Can you copy the passage on chromosome organization word for word, starting at "Investigation of the" and ending at "movement is predicted."?

#### [DOCUMENT PASSAGE]
|---|

The chains remaining unjoined at the end of the replicon would necessarily be the newly synthesized ones. It follows that, in the intrachromatid crossover to detach a chromomere, the breakage of a nucleotide chain at the operator of copy number 1 of the gene (Fig. 2(a)) would always be in the old chain. This is on the assumption that the intrachromatid crossover follows the mechanism proposed for normal crossing-over.

The model of chromosome structure and organization proposed here has direct relevance to all the basic aspects of genetics—replication, recombination and transcription, and their regulation—and so could be tested by studies in all these fields.

Investigation of the mechanism of synthesis of nucleolar DNA, and its control, would be particularly instructive. Information about the correction of slave genes against a master gene might be obtained from electron microscopy of the tip of symmetrical lampbrush loops at different stages of development of amphibian oocytes, and perhaps also by isotope labelling, if mutation or recombination had occurred in the master gene. The idea that the replicator of a chromomere coincides with the operator of its master gene could be tested if it were possible to determine the direction of messenger synthesis in a lampbrush loop, since synthesis coinciding in direction with that of loop movement is predicted.

It is known that heterochromatic segments of chromosomes replicate late, and it would be interesting to know more about their detailed replication pattern. It is possible that the cycloid structure might apply only to the euchromatic regions, since chromomeres are largely restricted to euchromatin and may, therefore, be a specific feature of structural genes.

Apart from the circularity of the replicon, the organization of a chromosome appears to be quite different from that of its counterpart in bacteria and viruses, for which I have proposed the term ‘chromoneme’ (Whitehouse, 1965). The chromosomal organization, with its duplicate genes in chromomeres, is not known in bacteria. It appears significant that no example of an operon, in the sense of a group of structural genes with a common messenger, has yet been conclusively demonstrated in any chromosomal organism. It may be that the operon is not appropriate to the chromosomal (as distinct from the chromonemal) organization.

The term ‘operator’ has been used in this paper for the recognition site at one end of the gene. Jacob, Ullman & Monod (1964) have shown, however, that in the lactose operon of Escherichia coli, the operator, defined as a site of repressor action, is distinct from the site of initiation of transcription, for which they have proposed the term ‘promotor’. It is possible that for each chromomere in a chromosome there is only one operator, situated at one end of the master gene, and that for each slave what I have called an operator is a promotor.

I am most grateful to Professor H. G. Callan, F.R.S., for showing me the manuscript of his paper on the organization of genetic units in chromosomes. The ideas in the present paper are a development of his and owe much to discussion with him. I thank Mr G. J. Clark for preparing the diagrams.

|---|

#### [INFORMATION SUPPLIED]
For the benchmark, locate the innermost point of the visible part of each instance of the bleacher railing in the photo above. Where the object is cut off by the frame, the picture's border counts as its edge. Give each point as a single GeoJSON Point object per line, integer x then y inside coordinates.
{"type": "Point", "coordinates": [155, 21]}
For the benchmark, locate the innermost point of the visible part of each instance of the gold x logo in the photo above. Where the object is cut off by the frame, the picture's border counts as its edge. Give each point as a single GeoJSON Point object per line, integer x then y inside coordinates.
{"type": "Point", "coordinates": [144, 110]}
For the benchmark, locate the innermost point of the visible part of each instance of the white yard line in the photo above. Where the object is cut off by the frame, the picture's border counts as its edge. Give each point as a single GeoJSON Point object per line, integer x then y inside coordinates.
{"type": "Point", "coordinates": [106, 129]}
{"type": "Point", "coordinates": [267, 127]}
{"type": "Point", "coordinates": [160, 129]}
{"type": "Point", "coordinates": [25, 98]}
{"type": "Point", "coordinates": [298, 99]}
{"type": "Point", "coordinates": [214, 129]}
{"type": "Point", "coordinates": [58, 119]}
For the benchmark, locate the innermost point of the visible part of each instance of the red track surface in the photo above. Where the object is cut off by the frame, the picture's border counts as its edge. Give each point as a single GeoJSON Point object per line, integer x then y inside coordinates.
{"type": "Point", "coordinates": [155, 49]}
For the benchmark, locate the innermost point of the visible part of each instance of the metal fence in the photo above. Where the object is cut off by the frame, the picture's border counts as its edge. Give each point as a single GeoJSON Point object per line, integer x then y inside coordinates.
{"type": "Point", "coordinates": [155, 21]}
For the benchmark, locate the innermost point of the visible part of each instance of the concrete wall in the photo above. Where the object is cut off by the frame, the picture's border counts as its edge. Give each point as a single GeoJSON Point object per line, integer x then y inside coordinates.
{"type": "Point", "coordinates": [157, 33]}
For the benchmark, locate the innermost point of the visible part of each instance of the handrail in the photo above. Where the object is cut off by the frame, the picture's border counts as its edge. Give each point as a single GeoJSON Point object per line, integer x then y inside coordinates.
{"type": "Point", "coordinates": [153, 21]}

|---|

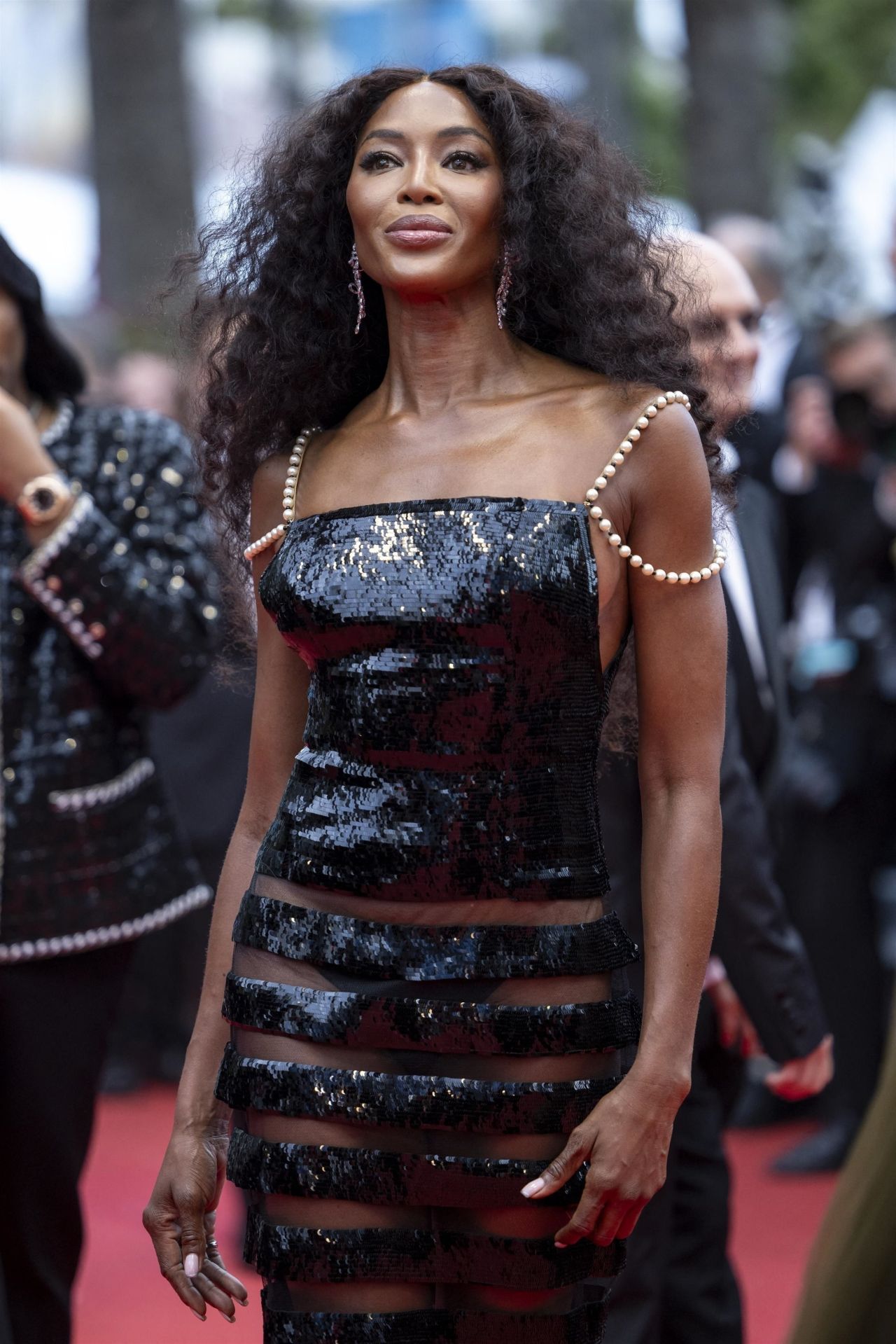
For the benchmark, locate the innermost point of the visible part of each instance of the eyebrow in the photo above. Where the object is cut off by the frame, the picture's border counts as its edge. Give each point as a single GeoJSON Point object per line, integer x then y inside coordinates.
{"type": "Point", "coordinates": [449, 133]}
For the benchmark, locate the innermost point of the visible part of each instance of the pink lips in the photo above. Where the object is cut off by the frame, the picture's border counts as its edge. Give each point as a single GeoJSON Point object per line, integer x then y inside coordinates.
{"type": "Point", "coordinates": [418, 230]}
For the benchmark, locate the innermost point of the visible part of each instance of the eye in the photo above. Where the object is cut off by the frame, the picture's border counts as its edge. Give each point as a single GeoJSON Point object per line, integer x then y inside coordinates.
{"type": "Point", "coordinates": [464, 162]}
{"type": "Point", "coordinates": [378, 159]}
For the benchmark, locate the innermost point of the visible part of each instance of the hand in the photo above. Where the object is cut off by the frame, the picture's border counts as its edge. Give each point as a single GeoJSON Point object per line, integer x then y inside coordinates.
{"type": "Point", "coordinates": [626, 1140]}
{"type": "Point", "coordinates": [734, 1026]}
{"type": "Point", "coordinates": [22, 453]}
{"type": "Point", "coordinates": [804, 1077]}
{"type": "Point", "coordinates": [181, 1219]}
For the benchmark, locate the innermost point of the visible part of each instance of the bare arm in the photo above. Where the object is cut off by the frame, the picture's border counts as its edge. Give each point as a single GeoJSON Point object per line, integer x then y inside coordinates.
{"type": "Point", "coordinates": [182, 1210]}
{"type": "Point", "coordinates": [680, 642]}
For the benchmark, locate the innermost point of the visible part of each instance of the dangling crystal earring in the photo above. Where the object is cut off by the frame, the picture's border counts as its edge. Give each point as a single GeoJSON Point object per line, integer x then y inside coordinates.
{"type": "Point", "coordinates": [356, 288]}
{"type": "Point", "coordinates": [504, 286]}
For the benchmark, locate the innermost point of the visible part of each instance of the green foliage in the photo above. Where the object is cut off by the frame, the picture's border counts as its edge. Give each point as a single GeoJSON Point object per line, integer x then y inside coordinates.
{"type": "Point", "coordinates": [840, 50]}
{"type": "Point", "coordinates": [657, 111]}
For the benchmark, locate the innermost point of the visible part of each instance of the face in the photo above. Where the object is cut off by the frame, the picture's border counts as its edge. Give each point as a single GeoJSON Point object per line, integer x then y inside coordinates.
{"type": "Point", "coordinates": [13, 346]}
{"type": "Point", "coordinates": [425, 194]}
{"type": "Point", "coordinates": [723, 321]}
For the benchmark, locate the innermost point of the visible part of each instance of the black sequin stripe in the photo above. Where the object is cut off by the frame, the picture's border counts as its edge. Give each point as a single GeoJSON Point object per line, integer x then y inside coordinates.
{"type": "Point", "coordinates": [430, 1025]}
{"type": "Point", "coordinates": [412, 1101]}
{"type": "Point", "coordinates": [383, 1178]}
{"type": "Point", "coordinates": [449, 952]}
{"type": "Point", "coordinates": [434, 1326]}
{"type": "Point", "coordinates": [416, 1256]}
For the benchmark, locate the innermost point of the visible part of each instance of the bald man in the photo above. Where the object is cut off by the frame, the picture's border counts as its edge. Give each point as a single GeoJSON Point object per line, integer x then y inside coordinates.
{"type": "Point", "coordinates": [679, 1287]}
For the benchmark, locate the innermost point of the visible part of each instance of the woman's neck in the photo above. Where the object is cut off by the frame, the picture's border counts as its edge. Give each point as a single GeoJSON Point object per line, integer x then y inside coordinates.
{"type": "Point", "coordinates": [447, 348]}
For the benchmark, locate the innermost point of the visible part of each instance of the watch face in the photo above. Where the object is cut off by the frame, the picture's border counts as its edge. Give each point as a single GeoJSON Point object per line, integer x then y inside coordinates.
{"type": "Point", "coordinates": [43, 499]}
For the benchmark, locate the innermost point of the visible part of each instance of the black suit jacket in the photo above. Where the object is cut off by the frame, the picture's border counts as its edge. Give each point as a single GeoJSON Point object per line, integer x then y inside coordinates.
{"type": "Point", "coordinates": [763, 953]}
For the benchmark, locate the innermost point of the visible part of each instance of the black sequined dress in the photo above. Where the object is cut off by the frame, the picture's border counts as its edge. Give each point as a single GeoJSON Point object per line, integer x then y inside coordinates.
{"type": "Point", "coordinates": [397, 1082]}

|---|

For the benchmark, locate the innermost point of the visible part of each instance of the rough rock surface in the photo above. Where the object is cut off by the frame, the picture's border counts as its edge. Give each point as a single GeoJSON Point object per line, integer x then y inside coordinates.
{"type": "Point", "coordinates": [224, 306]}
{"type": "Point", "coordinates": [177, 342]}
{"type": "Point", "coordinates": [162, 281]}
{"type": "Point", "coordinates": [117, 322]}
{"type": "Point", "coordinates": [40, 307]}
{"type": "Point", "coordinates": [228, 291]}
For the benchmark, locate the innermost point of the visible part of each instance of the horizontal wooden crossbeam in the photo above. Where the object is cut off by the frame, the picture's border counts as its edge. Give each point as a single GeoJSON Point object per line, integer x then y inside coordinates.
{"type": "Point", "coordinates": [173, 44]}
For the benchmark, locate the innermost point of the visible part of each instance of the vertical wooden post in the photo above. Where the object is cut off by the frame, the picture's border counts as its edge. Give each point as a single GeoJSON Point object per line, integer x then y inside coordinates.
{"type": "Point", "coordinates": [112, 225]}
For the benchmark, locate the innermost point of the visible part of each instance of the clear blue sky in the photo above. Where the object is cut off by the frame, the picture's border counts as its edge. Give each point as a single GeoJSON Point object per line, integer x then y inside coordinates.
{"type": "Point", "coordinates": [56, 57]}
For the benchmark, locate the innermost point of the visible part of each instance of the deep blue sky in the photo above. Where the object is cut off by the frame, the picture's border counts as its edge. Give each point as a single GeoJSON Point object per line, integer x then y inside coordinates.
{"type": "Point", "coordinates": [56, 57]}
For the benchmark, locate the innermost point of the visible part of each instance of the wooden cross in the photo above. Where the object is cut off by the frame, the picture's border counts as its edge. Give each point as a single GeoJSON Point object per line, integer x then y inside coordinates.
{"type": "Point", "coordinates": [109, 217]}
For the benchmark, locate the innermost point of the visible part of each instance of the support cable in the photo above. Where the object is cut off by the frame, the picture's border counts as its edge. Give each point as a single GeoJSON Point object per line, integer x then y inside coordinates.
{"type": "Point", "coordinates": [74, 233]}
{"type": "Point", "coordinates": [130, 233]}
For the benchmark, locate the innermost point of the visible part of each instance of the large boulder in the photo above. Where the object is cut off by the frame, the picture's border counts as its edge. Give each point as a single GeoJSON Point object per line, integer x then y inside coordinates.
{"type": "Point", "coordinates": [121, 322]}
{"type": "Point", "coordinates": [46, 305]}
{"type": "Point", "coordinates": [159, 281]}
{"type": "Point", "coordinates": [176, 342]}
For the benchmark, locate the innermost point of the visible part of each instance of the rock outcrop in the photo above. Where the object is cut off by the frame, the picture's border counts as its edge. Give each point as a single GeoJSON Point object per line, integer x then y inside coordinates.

|---|

#### [RESULT BELOW]
Investigation of the mechanism of synthesis of nucleolar DNA, and its control, would be particularly instructive. Information about the correction of slave genes against a master gene might be obtained from electron microscopy of the tip of symmetrical lampbrush loops at different stages of development of amphibian oocytes, and perhaps also by isotope labelling, if mutation or recombination had occurred in the master gene. The idea that the replicator of a chromomere coincides with the operator of its master gene could be tested if it were possible to determine the direction of messenger synthesis in a lampbrush loop, since synthesis coinciding in direction with that of loop movement is predicted.